Task instructions:
Write out the listing exactly as it is given.

◇ ◇ ◇ ◇ ◇ ◇ ◇

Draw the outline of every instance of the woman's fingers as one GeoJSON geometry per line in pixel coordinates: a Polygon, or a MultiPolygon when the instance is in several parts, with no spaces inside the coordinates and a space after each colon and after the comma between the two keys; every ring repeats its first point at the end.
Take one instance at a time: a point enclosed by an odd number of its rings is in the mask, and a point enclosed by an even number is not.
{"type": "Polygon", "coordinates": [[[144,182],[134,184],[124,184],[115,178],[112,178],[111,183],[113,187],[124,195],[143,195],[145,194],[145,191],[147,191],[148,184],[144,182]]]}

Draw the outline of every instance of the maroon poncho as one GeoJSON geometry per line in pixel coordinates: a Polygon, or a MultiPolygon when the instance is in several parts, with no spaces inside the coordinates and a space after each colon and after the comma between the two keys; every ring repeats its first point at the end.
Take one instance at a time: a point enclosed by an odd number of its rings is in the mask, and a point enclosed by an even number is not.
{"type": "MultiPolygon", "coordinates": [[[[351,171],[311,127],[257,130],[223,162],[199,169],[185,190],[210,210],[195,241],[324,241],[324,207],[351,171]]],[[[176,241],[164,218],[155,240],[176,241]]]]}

◇ ◇ ◇ ◇ ◇ ◇ ◇

The answer:
Draw the outline of every instance of the woman's fingers as one GeoJSON geometry per line in pixel coordinates: a Polygon, or a MultiPolygon when the instance is in several parts, with no spaces inside the coordinates and a space after each colon and after the comma between the two keys; every ring repeats its first point at the end.
Take one instance at a time: a point enclosed by an odd number of its rings is in the mask, and a point enclosed by an even number is not.
{"type": "Polygon", "coordinates": [[[144,182],[134,184],[124,184],[115,178],[112,178],[111,183],[113,187],[124,195],[143,195],[145,194],[145,191],[147,191],[148,184],[144,182]]]}

Draw the outline of every instance of the maroon poncho as one GeoJSON geometry per line in pixel coordinates: a Polygon, or a MultiPolygon when the instance is in several parts, with no spaces inside the coordinates and a space after each colon and after the comma between the two keys; every ring repeats its first point at the end.
Take one instance at a time: a point enclosed by an odd number of its rings is in the mask, and a point enclosed by an even number is not.
{"type": "MultiPolygon", "coordinates": [[[[351,171],[311,127],[257,130],[223,162],[199,169],[185,190],[210,210],[195,241],[324,241],[324,207],[351,171]]],[[[176,241],[164,218],[155,240],[176,241]]]]}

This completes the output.